__Problem to solve__: Please collect every row below that contains the word "window" and copy each one in full.

__Point annotations for photos__:

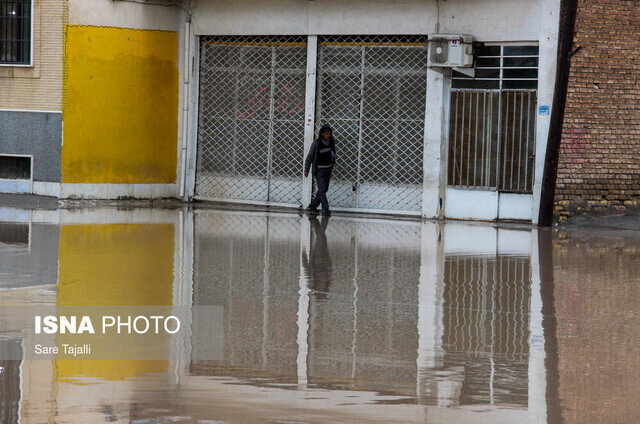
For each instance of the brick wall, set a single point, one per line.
(599, 167)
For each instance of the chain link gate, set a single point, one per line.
(372, 91)
(251, 119)
(493, 121)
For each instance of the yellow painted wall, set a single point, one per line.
(120, 105)
(114, 264)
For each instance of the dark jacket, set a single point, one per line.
(311, 162)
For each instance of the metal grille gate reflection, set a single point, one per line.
(372, 91)
(251, 119)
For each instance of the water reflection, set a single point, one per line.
(340, 320)
(317, 264)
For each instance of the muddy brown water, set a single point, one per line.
(338, 320)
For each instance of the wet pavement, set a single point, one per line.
(327, 320)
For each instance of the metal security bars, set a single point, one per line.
(15, 32)
(372, 91)
(492, 121)
(251, 119)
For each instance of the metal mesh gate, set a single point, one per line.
(372, 91)
(493, 119)
(251, 119)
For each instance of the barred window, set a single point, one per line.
(15, 32)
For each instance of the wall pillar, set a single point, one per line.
(547, 64)
(436, 134)
(309, 112)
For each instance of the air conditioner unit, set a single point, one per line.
(450, 50)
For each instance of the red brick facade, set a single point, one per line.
(599, 166)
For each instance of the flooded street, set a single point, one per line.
(326, 320)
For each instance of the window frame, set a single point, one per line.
(31, 41)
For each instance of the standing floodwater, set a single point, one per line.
(326, 320)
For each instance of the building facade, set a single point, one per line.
(221, 100)
(598, 167)
(88, 99)
(411, 139)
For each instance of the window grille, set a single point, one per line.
(15, 32)
(493, 119)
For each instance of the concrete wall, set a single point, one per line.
(31, 98)
(599, 166)
(38, 87)
(37, 134)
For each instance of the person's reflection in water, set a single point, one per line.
(317, 265)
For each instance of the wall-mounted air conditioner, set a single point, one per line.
(450, 51)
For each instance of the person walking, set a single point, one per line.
(320, 160)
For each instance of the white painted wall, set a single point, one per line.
(494, 20)
(123, 14)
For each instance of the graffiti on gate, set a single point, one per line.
(288, 101)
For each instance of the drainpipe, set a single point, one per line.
(549, 176)
(185, 107)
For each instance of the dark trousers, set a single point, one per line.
(323, 176)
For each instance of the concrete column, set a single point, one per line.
(436, 134)
(547, 64)
(192, 130)
(309, 111)
(537, 371)
(182, 295)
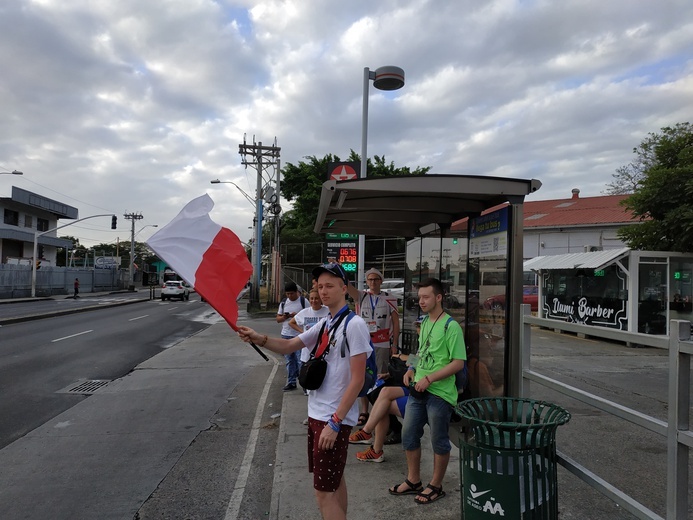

__Worked solution__:
For each instance of the barred window, set a single point, one per line.
For each instance of the window frame, set a single point, one per line.
For each instance of the window grille, set a single point, one per line.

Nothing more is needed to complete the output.